**来自某数据源的条目**
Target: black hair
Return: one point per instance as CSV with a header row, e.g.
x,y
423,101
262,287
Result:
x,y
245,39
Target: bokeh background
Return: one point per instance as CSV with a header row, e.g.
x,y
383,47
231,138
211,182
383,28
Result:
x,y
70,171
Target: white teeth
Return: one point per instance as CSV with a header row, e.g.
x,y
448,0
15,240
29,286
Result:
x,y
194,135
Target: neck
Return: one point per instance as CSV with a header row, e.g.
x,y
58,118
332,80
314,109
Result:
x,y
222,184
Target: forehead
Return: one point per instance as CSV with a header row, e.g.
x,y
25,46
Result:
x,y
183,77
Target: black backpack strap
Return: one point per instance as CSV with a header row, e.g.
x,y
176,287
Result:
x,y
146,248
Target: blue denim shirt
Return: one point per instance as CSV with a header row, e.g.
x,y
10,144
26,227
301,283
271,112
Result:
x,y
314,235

==

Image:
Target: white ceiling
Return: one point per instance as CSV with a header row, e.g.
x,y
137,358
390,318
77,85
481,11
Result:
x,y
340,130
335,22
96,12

...

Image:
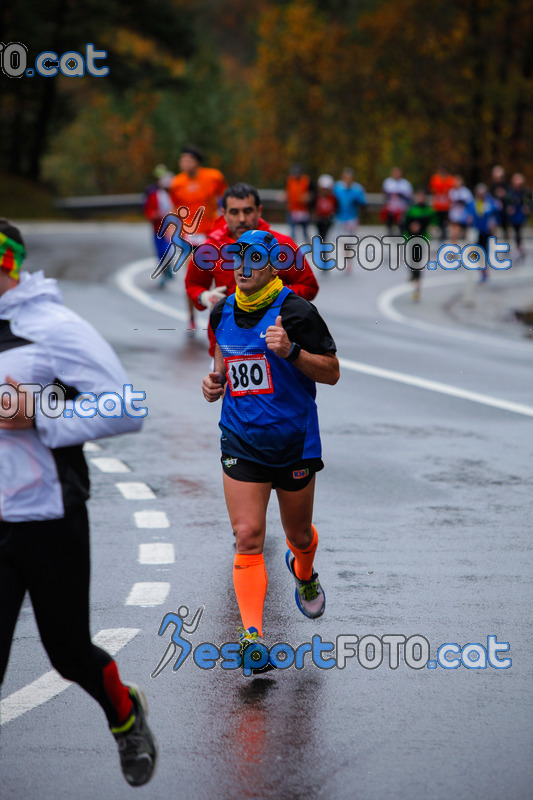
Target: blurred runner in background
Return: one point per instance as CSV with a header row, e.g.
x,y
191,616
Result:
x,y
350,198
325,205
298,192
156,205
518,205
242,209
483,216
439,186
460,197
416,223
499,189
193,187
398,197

**待解问题**
统计上述条目中含有字符串“Target”的行数，只给出数字。

**练习解答**
9